╭─ Extracted records

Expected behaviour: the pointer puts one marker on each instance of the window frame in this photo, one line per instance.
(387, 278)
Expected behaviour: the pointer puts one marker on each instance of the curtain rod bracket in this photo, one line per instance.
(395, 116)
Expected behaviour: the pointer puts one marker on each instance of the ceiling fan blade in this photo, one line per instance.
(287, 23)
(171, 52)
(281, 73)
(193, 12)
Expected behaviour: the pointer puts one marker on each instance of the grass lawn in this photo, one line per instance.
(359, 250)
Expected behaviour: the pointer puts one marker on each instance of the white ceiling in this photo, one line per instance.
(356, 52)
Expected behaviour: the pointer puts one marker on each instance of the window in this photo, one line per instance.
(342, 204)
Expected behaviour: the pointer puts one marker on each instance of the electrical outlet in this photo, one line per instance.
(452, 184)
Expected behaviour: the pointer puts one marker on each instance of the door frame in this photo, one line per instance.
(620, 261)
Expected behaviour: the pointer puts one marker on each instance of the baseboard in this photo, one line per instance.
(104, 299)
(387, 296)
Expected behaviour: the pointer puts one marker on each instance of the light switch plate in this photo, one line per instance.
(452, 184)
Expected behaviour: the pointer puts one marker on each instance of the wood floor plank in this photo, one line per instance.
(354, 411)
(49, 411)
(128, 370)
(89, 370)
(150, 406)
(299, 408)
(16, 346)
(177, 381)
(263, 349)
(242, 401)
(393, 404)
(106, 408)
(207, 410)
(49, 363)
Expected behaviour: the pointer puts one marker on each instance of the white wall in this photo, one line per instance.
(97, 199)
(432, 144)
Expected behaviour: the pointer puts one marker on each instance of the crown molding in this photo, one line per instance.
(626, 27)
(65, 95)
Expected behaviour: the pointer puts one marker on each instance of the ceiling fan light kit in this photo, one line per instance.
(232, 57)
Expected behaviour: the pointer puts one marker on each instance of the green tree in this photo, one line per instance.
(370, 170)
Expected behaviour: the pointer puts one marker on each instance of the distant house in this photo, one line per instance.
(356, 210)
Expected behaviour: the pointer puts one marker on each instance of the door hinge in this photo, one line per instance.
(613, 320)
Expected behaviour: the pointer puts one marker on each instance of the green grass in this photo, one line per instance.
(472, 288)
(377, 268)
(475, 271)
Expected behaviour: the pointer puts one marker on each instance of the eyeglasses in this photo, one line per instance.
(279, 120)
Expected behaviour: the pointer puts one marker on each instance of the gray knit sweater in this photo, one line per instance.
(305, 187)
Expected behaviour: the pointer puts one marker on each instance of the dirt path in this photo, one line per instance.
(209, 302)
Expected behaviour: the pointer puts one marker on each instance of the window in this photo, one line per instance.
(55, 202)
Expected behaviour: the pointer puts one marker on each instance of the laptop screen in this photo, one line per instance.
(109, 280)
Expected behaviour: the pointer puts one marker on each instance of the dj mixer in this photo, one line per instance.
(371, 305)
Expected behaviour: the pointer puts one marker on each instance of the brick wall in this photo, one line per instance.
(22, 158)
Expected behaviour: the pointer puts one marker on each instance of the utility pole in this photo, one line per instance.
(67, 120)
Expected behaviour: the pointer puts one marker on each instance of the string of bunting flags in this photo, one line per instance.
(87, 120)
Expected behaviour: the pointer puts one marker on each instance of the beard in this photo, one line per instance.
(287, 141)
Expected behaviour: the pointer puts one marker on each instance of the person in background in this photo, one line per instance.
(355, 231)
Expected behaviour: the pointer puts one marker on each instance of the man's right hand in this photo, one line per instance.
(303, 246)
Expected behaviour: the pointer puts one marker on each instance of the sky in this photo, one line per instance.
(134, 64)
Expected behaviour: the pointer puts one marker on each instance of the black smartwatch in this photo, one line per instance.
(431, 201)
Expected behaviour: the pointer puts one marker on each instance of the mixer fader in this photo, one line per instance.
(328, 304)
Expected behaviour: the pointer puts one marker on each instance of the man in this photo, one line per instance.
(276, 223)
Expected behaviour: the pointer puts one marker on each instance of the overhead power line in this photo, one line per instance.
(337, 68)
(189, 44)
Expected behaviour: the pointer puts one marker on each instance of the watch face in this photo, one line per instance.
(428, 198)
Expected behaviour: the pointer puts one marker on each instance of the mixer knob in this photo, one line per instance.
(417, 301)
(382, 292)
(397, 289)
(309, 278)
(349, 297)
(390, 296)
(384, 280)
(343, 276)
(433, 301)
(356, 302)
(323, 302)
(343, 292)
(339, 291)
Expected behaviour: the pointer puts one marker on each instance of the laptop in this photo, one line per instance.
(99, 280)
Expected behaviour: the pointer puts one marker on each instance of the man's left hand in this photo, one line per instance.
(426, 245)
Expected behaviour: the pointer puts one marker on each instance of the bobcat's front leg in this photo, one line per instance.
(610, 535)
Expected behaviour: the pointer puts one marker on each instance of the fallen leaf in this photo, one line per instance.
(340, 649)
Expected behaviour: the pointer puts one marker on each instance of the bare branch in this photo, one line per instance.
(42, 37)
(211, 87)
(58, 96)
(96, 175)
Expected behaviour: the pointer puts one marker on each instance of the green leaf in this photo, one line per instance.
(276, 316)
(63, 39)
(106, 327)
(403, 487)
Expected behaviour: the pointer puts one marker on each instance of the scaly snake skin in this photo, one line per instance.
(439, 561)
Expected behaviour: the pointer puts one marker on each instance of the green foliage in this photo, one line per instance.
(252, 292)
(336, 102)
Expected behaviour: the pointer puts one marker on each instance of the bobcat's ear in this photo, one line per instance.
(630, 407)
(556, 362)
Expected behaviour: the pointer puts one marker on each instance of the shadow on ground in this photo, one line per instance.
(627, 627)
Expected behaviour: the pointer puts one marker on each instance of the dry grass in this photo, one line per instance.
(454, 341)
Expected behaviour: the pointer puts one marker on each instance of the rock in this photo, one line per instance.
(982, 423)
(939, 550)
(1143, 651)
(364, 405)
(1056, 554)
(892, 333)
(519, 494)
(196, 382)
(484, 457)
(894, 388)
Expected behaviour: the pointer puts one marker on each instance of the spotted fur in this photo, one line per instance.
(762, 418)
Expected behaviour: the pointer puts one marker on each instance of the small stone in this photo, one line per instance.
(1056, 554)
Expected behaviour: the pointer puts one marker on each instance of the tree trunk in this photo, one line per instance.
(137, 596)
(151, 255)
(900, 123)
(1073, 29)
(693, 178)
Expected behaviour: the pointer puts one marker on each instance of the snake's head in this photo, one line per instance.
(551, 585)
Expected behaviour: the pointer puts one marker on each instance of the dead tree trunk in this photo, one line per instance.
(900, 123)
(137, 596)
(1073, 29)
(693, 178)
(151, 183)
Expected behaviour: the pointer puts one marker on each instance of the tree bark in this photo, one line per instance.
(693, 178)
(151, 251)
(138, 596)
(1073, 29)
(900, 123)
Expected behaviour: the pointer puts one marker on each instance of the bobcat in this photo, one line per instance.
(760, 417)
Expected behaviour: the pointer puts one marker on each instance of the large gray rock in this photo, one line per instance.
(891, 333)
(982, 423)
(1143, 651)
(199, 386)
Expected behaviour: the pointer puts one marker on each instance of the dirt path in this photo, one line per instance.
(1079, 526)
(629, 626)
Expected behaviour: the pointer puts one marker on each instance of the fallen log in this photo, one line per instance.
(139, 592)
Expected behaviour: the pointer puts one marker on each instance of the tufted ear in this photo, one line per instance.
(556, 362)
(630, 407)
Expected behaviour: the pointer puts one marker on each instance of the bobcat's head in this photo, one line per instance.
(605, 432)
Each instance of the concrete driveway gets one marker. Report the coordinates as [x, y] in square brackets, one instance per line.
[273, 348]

╰─

Directions: The reply should consist of all the records, repeated exactly.

Answer box:
Expected behaviour: the pointer puts one marker on each instance of the window frame in this photo, one line per instance.
(387, 278)
Expected behaviour: the pointer puts one marker on each instance of the curtain rod bracket in this photo, one line per instance.
(395, 116)
Expected behaviour: the pointer puts one marker on each instance of the ceiling fan blade in this photo, one line per instance.
(287, 23)
(171, 52)
(281, 73)
(193, 12)
Expected behaviour: the pointer puts one marker on each instance of the grass lawn in this photo, one line per instance.
(359, 250)
Expected behaviour: the pointer puts one marker on each instance of the white ceiling in this photo, one line per instance.
(356, 52)
Expected behaviour: the pointer puts one marker on each instance of the window in this photo, one line per instance.
(342, 204)
Expected behaviour: the pointer puts one marker on each instance of the electrical outlet in this photo, one line per instance.
(452, 184)
Expected behaviour: the pointer puts one marker on each instance of the door frame in this photo, one line per instance.
(620, 261)
Expected behaviour: the pointer puts one marker on each instance of the baseboard in this photo, one line per instance.
(104, 299)
(387, 296)
Expected behaviour: the pointer puts one marker on each instance of the light switch plate in this photo, one line per instance.
(452, 184)
Expected behaviour: the pointer puts one marker on each instance of the wood floor plank in this photo, one line per instance.
(354, 411)
(49, 411)
(128, 370)
(89, 370)
(150, 406)
(299, 408)
(16, 346)
(177, 381)
(263, 349)
(242, 401)
(393, 404)
(106, 408)
(207, 410)
(49, 363)
Expected behaviour: the pointer puts one marker on each instance of the white wall in this photo, one line per instance.
(97, 199)
(432, 144)
Expected behaviour: the pointer puts one marker on each instance of the crown molding in this photo, one line per instance.
(626, 27)
(65, 95)
Expected behaviour: the pointer puts one marker on each instance of the ceiling fan light kit in this photo, one line per instance.
(232, 57)
Expected behaviour: the pointer puts one marker on each instance of the green tree in this photo, one line per instance.
(370, 170)
Expected behaviour: the pointer puts one marker on each instance of the distant house in this photo, one line per instance.
(356, 210)
Expected behaviour: the pointer puts one marker on each instance of the door hinge in this photo, one line per instance.
(613, 320)
Expected behaviour: the pointer puts one marker on each instance of the green grass in this photo, one line per instance.
(472, 288)
(377, 268)
(475, 271)
Expected behaviour: the pointer puts one marker on each instance of the eyeglasses in this photo, one line per instance.
(279, 120)
Expected behaviour: the pointer puts one marker on each instance of the gray knit sweater in this photo, one line per instance.
(305, 187)
Expected behaviour: the pointer puts one marker on each instance of the dirt path in this photo, one line per instance.
(209, 302)
Expected behaviour: the pointer puts one marker on each instance of the window in this photo, one line per instance.
(55, 202)
Expected behaviour: the pointer puts one marker on each instance of the laptop screen in this photo, one line per instance.
(109, 280)
Expected behaviour: the pointer puts one marker on each instance of the dj mixer in this photo, one line per instance.
(371, 305)
Expected behaviour: the pointer puts one marker on each instance of the brick wall in this photo, one line per instance.
(22, 158)
Expected behaviour: the pointer puts one marker on each instance of the utility pole in this photo, one line per instance.
(67, 120)
Expected behaviour: the pointer puts one marker on each instance of the string of bunting flags in this photo, one line per instance.
(87, 120)
Expected behaviour: the pointer puts one marker on each instance of the beard in this photo, one line per instance.
(287, 141)
Expected behaviour: the pointer puts one marker on each instance of the person in background in this photo, one line per instance.
(355, 231)
Expected behaviour: the pointer puts one marker on each instance of the man's right hand in this photo, one line per instance.
(303, 246)
Expected behaviour: the pointer puts one marker on each instance of the sky in this photo, one line per instance.
(134, 64)
Expected behaviour: the pointer puts one marker on each instance of the black smartwatch in this photo, one line per instance.
(431, 201)
Expected behaviour: the pointer puts one marker on each instance of the mixer fader in this photo, one line per instance.
(328, 304)
Expected behaviour: the pointer puts one marker on each instance of the man in this photo, one line per instance.
(276, 223)
Expected behaviour: the pointer puts one marker on each instance of the overhead power line in this photo, one line per instance.
(337, 68)
(189, 44)
Expected behaviour: the pointer puts one marker on each instance of the watch face in this photo, one line per instance.
(428, 198)
Expected behaviour: the pointer puts one marker on each instance of the mixer knob in this photo, one line per instance.
(417, 301)
(382, 292)
(397, 289)
(309, 278)
(349, 297)
(390, 296)
(384, 280)
(343, 276)
(433, 301)
(356, 302)
(323, 302)
(343, 292)
(339, 291)
Expected behaviour: the pointer puts one marker on each instance of the laptop in this photo, one line per instance.
(99, 280)
Expected behaviour: the pointer puts one marker on each instance of the man's left hand in this photo, one line per instance.
(426, 245)
Expected behaviour: the pointer puts one marker on each instance of the bobcat's front leg in this photo, one line per instance.
(610, 535)
Expected behaviour: the pointer puts one marker on each instance of the fallen leaf in this photo, one line per instance.
(340, 649)
Expected behaviour: the pointer puts one marker on each instance of the bare branch in this photo, one line per instance.
(42, 37)
(211, 87)
(58, 96)
(96, 175)
Expected behaviour: the pointer puts one marker on each instance of the green leaf in this photo, one line per instance.
(276, 316)
(63, 39)
(106, 327)
(403, 487)
Expected behaviour: the pointer puts one marker on each instance of the scaly snake skin in this photo, one line per instance.
(439, 561)
Expected behaviour: the pointer puts one marker on each instance of the green foliage in this photo, one line per instance.
(252, 292)
(336, 102)
Expected behaviour: the pointer puts one marker on each instance of the bobcat's ear in this photo, one line per instance.
(630, 407)
(556, 362)
Expected behaviour: the pointer puts one marker on each instance of the shadow on ground in this photo, one line per instance.
(627, 627)
Expected behaviour: the pointer puts one marker on each instance of the dry grass in this photo, one line per instance.
(454, 341)
Expected behaviour: the pointer puts one marker on each instance of the rock in this photo, one line per instance.
(982, 423)
(939, 550)
(1143, 651)
(364, 405)
(1056, 554)
(892, 333)
(519, 494)
(196, 382)
(484, 457)
(894, 388)
Expected behaviour: the pointer puts one marker on each instance of the spotted fur in this photo, one line per instance.
(762, 418)
Expected behaviour: the pointer puts one marker on each instance of the small stone in this photo, one line per instance.
(1056, 554)
Expected behaviour: the pointer puts one marker on each instance of the tree trunk in this photo, one line per instance.
(137, 596)
(151, 255)
(900, 123)
(1073, 29)
(693, 178)
Expected behaviour: the pointer puts one marker on each instance of the snake's head in this photo, one line per instance.
(551, 585)
Expected behaviour: the pointer puts one marker on each instance of the dead tree trunk in this photo, one line per instance.
(900, 123)
(137, 596)
(1073, 29)
(693, 178)
(151, 183)
Expected behaviour: the pointer puts one marker on each instance of the tree bark in this photo, one line per instance.
(693, 178)
(151, 251)
(138, 596)
(1073, 29)
(900, 123)
Expected behaviour: the pointer puts one marker on each instance of the bobcat in this photo, one line per instance.
(760, 417)
Expected behaviour: the pointer puts one marker on each instance of the large gray rock in this photo, one line per instance.
(891, 333)
(982, 423)
(1143, 651)
(199, 386)
Expected behaviour: the pointer puts one marker on each instance of the dirt path in this photo, one line per instance.
(1079, 526)
(629, 626)
Expected behaviour: the pointer puts one marker on each instance of the fallen log in this photo, one line per instance.
(139, 592)
Expected behaviour: the pointer puts one marker on each instance of the tufted ear in this photo, one line per instance.
(556, 362)
(630, 407)
Expected behaviour: the pointer puts one marker on each instance of the bobcat's head in this photo, one line per instance.
(605, 432)
Each instance of the concrete driveway gets one marker. Report the coordinates as [x, y] in square brackets, one instance per line.
[273, 348]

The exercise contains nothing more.